#### QUOTED PASSAGE
- - - - - - -
Thursday, April 11, 2019

A Distance Set Question

The basic question:
Given nC2 distances, consider the set of all n-point sets on 2D euclidean plane realizing that set of mutual distances. What is the upper bound as a function of n of the number of distinct point sets (point sets unrelated to one another by symmetry transformations; points should be in general position) that realize a given set of nC2 distances?

The last post here (http://nandacumar.blogspot.com/2019/04/3-ellipses-question.html) was part of an attempt to understand the first nontrivial case of the question: n=4. As noted there, for every triangle ABC, we was observed to have a triplet of points {P1,P2,P3} on the boundary of one of the 3-ellipses focused on A,B,C satisfying a set of distance constraints (as described there). This readily gives, for every triangle ABC, 3 distinct 4 point sets -
{P1,A,B,C}, {P2,A,B,C} and {P3,A,B,C}
all of which yield the same distance set of 6 distances. However, I have no proof as yet that 3 is an upper bound for the number of such distance sets for n=4.

Note 1: The same basic question can be asked on other geometries and dimensions.
- - - - - - -
[Records from a dataset]
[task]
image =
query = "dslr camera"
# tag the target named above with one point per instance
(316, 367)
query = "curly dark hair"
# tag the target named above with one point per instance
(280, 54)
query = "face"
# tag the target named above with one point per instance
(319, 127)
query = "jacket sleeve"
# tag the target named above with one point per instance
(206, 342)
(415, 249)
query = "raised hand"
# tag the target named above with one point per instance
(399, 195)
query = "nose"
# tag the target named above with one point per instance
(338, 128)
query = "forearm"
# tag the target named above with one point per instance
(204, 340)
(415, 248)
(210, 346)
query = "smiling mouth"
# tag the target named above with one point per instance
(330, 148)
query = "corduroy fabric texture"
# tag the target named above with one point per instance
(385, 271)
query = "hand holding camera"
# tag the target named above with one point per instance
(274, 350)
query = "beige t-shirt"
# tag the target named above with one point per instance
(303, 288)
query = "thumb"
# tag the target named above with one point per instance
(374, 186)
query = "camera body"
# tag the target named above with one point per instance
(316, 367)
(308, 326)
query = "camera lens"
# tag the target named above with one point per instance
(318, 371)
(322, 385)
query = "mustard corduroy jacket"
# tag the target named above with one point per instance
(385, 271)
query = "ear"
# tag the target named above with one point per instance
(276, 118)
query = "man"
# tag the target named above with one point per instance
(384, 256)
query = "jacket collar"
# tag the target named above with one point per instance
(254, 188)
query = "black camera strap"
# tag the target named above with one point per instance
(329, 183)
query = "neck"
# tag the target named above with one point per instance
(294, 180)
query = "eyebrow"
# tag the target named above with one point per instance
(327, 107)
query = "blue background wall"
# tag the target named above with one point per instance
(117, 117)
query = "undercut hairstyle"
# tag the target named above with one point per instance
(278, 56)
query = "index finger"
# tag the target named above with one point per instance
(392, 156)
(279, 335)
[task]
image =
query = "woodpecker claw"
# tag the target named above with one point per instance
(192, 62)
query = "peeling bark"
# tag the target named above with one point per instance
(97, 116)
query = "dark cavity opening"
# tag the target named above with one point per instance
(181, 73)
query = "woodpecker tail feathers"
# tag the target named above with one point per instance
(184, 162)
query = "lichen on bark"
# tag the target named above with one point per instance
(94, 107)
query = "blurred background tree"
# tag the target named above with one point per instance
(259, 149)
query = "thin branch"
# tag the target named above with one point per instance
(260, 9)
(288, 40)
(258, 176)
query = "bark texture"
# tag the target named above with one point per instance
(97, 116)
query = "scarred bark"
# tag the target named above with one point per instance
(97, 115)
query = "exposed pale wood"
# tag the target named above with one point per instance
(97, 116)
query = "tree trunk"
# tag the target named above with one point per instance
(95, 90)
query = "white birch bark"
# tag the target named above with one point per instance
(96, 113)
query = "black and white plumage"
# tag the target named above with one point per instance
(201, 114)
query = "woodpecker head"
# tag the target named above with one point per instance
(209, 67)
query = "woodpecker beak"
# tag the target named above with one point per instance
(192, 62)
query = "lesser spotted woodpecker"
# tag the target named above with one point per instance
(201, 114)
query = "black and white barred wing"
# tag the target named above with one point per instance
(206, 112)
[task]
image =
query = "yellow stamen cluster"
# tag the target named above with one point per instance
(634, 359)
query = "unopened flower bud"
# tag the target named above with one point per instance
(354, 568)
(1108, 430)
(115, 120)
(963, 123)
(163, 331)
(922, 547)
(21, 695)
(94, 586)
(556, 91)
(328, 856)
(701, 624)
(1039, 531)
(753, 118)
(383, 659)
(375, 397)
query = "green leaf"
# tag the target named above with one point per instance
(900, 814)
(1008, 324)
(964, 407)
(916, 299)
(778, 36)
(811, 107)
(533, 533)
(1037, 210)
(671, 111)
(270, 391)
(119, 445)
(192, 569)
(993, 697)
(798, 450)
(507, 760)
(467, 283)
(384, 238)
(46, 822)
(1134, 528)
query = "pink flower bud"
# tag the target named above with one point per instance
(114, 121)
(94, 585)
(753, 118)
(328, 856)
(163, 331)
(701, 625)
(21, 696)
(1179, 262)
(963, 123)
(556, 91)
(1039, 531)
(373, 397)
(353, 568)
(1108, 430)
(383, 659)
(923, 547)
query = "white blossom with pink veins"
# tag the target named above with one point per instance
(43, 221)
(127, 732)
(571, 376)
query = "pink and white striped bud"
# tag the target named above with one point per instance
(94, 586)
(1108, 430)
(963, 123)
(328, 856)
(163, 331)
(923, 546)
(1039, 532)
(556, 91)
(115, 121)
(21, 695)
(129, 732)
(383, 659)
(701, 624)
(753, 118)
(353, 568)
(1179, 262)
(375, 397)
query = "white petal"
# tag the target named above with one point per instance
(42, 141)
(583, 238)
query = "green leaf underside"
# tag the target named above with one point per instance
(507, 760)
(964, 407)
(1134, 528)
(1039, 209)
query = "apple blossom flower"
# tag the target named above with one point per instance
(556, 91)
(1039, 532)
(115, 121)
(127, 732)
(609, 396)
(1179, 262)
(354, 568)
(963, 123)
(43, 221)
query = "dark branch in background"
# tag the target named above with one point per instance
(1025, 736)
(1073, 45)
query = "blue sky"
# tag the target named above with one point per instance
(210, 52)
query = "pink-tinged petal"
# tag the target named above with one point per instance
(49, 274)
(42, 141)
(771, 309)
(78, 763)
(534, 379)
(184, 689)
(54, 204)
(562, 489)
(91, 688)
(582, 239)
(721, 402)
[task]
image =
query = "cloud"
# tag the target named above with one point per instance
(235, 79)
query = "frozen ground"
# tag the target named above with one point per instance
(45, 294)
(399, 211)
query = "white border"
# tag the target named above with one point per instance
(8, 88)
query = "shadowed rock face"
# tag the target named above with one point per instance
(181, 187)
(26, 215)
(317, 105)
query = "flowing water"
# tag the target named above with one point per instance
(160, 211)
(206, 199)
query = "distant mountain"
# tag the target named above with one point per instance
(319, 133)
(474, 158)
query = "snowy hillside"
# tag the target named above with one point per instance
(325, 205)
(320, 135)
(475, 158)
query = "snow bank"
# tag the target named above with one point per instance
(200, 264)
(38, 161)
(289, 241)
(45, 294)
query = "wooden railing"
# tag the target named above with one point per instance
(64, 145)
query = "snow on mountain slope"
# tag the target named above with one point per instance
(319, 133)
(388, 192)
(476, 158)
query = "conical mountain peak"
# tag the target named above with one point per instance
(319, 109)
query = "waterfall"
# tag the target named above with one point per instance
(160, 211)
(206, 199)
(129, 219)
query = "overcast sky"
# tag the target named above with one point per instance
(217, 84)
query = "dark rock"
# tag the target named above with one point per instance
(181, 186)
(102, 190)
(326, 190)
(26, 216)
- - - - - - -
#### LIST OF TASKS
A - In the post on the distance set question, which value of n does the author call the first nontrivial case?
B - Write out the part of the distance set post starting at "Thursday, April 11, 2019" and ending at "of nC2 distances?".
C - According to the distance set post, why does every triangle ABC give 3 distinct 4-point sets with the same 6 distances?

#### THE REPLIES
A - The first nontrivial case is n=4.

B -
Thursday, April 11, 2019

A Distance Set Question

The basic question:
Given nC2 distances, consider the set of all n-point sets on 2D euclidean plane realizing that set of mutual distances. What is the upper bound as a function of n of the number of distinct point sets (point sets unrelated to one another by symmetry transformations; points should be in general position) that realize a given set of nC2 distances?

C - For every triangle ABC, a triplet of points P1, P2, P3 was observed on the boundary of one of the 3-ellipses focused on A, B, C that satisfies a set of distance constraints. Joining each of these points to A, B, C gives the sets {P1,A,B,C}, {P2,A,B,C} and {P3,A,B,C}, and all three yield the same set of 6 distances.